## Work order
Using the data beneath this instruction, retype only the lines from the one that contains "Where can the exposed" down to the one that contains "Target: blue sleeve", both included, exactly as they appear.
[[ Supplied material open ]]
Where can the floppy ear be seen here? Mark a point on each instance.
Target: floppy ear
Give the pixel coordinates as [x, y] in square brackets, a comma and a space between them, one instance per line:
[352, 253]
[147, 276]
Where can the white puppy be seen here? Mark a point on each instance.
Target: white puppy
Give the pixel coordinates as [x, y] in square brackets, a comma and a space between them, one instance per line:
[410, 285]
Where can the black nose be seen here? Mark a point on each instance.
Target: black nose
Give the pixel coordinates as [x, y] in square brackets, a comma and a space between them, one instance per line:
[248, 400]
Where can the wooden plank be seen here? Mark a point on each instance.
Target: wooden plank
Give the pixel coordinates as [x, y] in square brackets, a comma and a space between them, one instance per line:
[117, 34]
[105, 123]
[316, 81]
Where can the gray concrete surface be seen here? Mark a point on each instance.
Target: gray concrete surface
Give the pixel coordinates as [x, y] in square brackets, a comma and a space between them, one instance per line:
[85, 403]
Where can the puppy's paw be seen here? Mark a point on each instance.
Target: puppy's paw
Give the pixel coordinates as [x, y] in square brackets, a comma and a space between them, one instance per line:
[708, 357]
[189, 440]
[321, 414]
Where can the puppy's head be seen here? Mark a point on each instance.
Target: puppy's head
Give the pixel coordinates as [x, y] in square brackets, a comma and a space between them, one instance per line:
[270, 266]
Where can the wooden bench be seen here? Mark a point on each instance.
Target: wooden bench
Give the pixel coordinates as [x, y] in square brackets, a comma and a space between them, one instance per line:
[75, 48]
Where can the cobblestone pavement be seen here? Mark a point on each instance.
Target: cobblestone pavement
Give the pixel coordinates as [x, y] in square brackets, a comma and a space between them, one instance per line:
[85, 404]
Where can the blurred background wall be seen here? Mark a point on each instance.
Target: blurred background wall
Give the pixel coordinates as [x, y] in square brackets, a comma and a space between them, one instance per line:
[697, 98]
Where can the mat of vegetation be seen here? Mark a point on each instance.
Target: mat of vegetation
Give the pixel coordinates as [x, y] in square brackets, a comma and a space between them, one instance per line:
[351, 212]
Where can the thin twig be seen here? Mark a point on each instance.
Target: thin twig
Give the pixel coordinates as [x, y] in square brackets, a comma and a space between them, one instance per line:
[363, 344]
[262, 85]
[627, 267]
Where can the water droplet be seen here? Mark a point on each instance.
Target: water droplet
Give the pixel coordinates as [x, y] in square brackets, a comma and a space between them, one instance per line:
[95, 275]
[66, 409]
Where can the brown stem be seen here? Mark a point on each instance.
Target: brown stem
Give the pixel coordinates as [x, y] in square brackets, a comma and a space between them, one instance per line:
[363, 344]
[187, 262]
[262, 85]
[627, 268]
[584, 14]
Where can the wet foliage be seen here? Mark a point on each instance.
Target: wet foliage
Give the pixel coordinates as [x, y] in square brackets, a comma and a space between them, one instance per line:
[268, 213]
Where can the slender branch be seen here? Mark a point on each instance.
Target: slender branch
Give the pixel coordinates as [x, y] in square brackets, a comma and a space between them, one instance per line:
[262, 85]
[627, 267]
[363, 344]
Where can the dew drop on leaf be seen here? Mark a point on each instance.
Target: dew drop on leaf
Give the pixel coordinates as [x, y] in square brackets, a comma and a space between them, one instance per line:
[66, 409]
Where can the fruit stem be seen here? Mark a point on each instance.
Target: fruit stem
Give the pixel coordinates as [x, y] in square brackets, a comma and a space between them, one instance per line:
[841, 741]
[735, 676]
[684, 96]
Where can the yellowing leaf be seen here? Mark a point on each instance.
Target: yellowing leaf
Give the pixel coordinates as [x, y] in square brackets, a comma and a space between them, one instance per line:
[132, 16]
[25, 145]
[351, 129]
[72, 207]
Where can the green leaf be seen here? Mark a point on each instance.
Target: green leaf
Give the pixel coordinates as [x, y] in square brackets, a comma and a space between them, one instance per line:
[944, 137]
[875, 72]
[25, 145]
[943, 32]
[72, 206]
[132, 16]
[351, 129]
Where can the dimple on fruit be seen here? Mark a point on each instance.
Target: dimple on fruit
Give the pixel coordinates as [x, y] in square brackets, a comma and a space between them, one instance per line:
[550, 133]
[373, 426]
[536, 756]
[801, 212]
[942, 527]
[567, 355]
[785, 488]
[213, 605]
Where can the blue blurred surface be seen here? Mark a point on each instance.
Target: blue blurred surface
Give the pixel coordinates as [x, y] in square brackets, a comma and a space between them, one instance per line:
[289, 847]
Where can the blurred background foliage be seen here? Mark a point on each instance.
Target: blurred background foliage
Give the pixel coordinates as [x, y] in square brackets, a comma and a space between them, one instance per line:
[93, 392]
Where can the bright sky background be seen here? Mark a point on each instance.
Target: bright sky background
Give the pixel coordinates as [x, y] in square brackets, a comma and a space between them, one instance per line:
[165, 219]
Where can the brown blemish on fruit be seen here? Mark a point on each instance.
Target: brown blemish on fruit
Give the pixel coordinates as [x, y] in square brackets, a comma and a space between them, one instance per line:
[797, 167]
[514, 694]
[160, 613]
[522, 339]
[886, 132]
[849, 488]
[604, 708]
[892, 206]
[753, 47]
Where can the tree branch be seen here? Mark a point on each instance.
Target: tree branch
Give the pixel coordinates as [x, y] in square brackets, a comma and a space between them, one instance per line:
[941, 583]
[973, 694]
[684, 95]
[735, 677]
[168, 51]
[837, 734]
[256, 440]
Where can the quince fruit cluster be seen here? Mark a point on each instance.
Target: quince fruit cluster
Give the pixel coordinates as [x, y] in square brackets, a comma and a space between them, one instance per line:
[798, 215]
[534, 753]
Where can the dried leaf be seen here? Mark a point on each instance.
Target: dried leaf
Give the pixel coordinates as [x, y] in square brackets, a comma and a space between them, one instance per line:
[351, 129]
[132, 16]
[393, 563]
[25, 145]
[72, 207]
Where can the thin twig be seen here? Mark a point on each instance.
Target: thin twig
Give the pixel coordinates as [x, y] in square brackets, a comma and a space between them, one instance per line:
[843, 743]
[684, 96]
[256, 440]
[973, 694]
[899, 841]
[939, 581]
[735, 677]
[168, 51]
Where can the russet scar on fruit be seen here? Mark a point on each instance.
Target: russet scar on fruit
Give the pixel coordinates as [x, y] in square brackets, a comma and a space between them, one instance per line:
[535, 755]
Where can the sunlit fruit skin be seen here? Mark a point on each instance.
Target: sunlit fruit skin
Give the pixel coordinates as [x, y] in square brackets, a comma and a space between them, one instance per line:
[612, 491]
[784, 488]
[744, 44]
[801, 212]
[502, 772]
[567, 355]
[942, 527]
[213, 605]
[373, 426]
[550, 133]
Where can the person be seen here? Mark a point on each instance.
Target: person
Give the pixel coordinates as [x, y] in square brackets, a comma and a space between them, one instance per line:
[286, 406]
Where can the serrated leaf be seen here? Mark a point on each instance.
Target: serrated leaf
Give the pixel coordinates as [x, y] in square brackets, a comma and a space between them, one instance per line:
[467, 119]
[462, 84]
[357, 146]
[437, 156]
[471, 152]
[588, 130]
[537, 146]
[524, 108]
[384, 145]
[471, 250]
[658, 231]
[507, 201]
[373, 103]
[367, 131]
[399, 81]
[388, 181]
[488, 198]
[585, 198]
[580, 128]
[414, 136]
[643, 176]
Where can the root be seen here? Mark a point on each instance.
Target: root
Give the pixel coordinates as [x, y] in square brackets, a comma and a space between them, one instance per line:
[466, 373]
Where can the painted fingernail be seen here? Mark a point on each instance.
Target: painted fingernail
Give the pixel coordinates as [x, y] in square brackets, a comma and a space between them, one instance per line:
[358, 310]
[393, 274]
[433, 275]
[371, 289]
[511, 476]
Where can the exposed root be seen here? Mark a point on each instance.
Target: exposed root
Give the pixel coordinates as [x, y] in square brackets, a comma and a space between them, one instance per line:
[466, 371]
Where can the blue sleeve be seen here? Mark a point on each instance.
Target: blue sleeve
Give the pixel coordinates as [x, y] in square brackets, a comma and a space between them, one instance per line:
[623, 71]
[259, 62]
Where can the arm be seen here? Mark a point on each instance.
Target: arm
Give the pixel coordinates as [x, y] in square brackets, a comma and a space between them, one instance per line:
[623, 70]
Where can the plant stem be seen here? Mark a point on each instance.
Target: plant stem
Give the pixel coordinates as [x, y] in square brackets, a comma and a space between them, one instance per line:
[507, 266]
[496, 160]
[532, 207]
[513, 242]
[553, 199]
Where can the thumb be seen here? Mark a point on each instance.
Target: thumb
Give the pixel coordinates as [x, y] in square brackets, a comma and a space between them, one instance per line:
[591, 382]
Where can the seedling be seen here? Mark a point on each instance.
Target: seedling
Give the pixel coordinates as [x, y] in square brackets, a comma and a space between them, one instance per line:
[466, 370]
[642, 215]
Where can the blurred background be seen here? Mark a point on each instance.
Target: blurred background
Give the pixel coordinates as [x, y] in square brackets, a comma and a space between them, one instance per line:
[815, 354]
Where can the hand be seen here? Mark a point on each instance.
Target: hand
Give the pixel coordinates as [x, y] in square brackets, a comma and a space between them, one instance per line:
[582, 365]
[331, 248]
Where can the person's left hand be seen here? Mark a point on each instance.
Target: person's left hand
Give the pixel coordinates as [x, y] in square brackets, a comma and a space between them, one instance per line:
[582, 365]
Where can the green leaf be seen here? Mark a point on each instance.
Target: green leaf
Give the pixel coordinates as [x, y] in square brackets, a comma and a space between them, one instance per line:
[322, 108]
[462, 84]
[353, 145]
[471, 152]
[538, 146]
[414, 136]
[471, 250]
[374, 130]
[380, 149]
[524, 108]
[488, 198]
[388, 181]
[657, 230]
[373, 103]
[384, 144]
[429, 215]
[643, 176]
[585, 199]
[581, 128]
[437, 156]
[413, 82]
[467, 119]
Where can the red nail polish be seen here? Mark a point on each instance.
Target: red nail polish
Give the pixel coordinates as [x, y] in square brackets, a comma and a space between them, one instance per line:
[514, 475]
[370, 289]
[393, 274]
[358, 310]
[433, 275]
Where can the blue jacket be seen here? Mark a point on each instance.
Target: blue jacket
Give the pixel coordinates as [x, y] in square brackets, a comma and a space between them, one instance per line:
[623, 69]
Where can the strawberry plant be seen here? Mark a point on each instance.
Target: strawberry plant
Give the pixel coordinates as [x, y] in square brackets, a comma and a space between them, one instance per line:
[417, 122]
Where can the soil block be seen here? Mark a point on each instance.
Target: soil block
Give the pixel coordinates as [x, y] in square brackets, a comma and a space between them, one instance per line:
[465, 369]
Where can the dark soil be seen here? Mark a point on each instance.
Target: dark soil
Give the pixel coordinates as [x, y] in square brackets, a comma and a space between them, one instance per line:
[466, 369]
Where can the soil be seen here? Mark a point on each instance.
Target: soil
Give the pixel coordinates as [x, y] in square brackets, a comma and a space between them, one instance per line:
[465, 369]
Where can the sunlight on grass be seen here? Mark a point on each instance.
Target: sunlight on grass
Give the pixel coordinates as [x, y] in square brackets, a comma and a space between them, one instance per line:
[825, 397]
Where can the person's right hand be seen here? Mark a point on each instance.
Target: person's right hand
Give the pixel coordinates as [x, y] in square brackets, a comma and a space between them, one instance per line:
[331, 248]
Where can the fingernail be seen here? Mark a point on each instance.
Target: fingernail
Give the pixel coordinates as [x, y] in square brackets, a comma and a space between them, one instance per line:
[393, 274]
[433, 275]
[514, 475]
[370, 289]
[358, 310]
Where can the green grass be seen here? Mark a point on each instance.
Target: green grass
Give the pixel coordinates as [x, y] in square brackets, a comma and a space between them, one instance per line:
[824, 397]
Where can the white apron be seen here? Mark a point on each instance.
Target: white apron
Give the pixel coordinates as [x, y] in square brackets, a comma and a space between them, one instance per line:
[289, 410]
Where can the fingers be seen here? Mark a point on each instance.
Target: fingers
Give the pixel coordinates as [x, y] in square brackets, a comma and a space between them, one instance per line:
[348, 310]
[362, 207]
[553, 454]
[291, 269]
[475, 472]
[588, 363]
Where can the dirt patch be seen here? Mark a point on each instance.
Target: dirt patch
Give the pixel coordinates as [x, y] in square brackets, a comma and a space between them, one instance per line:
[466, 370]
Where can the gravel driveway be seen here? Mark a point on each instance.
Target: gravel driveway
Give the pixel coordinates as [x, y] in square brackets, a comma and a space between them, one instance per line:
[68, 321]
[[ Supplied material closed ]]
## Finished task
Where can the exposed root be seen here? Mark a point on each instance.
Target: exposed root
Give the pixel coordinates as [x, y] in square brackets, a comma and a space between them, one instance per line:
[466, 371]
Where can the blue sleeve be seen here? Mark a point on each instance.
Target: blue sleeve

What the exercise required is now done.